→ Assignment
Please copy every record exactly as it is written.

→ Available data
★ ★ ★ ★ ★
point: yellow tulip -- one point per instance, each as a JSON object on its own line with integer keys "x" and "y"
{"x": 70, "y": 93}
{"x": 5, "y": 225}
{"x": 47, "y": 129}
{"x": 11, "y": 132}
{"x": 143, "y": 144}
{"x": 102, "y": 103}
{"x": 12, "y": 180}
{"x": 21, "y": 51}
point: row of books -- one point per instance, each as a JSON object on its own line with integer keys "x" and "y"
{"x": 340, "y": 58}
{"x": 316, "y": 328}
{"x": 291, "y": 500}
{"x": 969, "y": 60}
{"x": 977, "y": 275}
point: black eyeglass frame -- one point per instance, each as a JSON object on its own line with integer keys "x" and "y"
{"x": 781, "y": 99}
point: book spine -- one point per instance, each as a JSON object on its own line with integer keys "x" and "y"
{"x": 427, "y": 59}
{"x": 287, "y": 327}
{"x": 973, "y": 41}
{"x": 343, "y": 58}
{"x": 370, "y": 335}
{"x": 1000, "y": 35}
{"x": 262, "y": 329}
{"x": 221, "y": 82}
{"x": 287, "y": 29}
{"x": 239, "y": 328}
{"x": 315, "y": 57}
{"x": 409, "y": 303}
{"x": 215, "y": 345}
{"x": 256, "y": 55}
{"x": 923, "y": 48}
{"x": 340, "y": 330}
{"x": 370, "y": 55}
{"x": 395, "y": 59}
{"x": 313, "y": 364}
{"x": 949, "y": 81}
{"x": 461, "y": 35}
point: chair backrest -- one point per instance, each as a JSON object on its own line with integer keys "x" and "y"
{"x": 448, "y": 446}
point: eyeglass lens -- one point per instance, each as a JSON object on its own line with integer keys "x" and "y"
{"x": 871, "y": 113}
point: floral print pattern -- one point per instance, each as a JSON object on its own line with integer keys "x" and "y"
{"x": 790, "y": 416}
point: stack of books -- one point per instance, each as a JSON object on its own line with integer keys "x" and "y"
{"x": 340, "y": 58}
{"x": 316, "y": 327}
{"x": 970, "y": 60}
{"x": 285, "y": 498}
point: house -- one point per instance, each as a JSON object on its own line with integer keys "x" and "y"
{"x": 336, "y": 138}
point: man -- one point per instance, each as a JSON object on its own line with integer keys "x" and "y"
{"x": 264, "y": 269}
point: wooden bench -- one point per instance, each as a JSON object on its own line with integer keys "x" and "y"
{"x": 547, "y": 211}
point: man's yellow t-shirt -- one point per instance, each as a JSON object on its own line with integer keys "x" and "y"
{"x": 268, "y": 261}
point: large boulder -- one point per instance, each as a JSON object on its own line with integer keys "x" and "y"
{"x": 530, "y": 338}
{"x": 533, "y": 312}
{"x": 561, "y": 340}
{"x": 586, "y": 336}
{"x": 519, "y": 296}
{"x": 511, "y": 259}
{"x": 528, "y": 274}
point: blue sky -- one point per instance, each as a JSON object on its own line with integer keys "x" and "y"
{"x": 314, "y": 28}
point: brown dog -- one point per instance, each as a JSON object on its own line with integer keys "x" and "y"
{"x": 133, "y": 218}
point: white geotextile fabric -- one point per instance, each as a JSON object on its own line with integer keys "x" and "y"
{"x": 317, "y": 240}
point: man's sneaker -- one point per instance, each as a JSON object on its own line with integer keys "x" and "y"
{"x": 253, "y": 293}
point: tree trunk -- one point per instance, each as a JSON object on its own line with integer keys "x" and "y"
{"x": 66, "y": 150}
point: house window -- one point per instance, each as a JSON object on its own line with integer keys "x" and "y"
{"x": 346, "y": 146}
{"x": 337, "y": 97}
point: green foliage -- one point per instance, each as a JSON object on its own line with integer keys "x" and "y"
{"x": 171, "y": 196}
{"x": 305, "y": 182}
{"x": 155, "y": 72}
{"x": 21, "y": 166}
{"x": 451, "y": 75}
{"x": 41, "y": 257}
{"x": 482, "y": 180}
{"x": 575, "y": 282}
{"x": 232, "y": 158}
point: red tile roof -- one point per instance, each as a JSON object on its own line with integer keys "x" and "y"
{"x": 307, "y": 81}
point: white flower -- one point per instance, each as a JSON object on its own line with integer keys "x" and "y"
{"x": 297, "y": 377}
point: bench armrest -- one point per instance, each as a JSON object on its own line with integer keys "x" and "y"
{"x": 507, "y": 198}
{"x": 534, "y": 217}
★ ★ ★ ★ ★
→ Response area
point: yellow tulip -- one point per instance, each as a JSON object on its own line with integer keys "x" and "y"
{"x": 70, "y": 93}
{"x": 5, "y": 225}
{"x": 47, "y": 129}
{"x": 11, "y": 132}
{"x": 143, "y": 144}
{"x": 102, "y": 103}
{"x": 12, "y": 180}
{"x": 21, "y": 51}
point: row of books -- one point per instance, each as a JSON object on its own line with integer keys "x" and "y"
{"x": 340, "y": 58}
{"x": 316, "y": 328}
{"x": 291, "y": 500}
{"x": 969, "y": 60}
{"x": 977, "y": 275}
point: black eyeglass frame -- one point per instance, each as a JSON object on its own line with integer keys "x" and "y"
{"x": 781, "y": 99}
point: book spine -- one point per instance, each as a JSON object on its own line with integer keys "x" and "y"
{"x": 427, "y": 59}
{"x": 287, "y": 327}
{"x": 973, "y": 41}
{"x": 343, "y": 58}
{"x": 370, "y": 335}
{"x": 1000, "y": 35}
{"x": 262, "y": 329}
{"x": 221, "y": 82}
{"x": 287, "y": 29}
{"x": 239, "y": 328}
{"x": 315, "y": 57}
{"x": 409, "y": 303}
{"x": 215, "y": 345}
{"x": 256, "y": 55}
{"x": 923, "y": 48}
{"x": 340, "y": 330}
{"x": 370, "y": 55}
{"x": 395, "y": 59}
{"x": 313, "y": 364}
{"x": 949, "y": 81}
{"x": 461, "y": 35}
point: chair backrest -- one point per instance, each as a JSON object on its own line with integer keys "x" and "y"
{"x": 448, "y": 446}
point: eyeglass lens -- one point per instance, each as a JSON object on its own line with integer keys "x" and "y"
{"x": 871, "y": 113}
point: floral print pattern -- one point per instance, each as a JSON object on its own line with integer keys "x" and "y"
{"x": 790, "y": 416}
point: stack of books -- one point per instance, each as a JSON object on its own line with integer keys "x" and "y"
{"x": 340, "y": 58}
{"x": 316, "y": 327}
{"x": 970, "y": 60}
{"x": 285, "y": 498}
point: house -- one point per instance, each as a JSON object on its own line with integer keys "x" and "y"
{"x": 336, "y": 138}
point: man -- one point per instance, each as a JSON object on its own line with integer keys "x" and "y"
{"x": 264, "y": 269}
point: wooden bench -- one point per instance, each as a JSON object on its own line with integer keys "x" and "y"
{"x": 547, "y": 211}
point: man's yellow t-shirt -- one point per instance, each as a JSON object on its own line with integer keys "x" and "y"
{"x": 268, "y": 261}
point: large boulder -- one point per instance, each as a JSON object on its own line with integer keys "x" and "y"
{"x": 530, "y": 338}
{"x": 533, "y": 312}
{"x": 561, "y": 340}
{"x": 586, "y": 336}
{"x": 519, "y": 296}
{"x": 511, "y": 259}
{"x": 528, "y": 274}
point: blue sky -- one point per instance, each as a JSON object on its own line with integer keys "x" and "y"
{"x": 314, "y": 28}
point: brown dog -- one point per instance, each as a JSON object on its own line with integer keys "x" and "y"
{"x": 133, "y": 218}
point: white geotextile fabric -- one point per instance, each as a JSON object on its own line with integer keys "x" and "y"
{"x": 317, "y": 240}
point: man's sneaker -- one point per instance, each as a JSON object on its own line with integer keys "x" and "y"
{"x": 253, "y": 293}
point: tree trunk -- one point per instance, each as a JSON object on its own line with integer keys "x" and "y"
{"x": 66, "y": 150}
point: house window -- one point per instance, each as a JSON object on its own line with integer keys "x" and "y"
{"x": 346, "y": 146}
{"x": 337, "y": 97}
point: green foliage -- one point per instance, each as a JSON object on its own line with integer keys "x" and "y"
{"x": 171, "y": 196}
{"x": 305, "y": 182}
{"x": 155, "y": 72}
{"x": 21, "y": 166}
{"x": 451, "y": 75}
{"x": 41, "y": 257}
{"x": 482, "y": 180}
{"x": 575, "y": 282}
{"x": 232, "y": 158}
point: red tile roof -- one point per instance, each as a JSON object on its own line with integer keys "x" and "y"
{"x": 307, "y": 81}
point: white flower -- one point per instance, each as a JSON object on its own line with integer keys "x" and "y"
{"x": 297, "y": 377}
point: bench armrest -- one point per instance, each as a JSON object on its own line with integer keys "x" and "y"
{"x": 507, "y": 198}
{"x": 534, "y": 217}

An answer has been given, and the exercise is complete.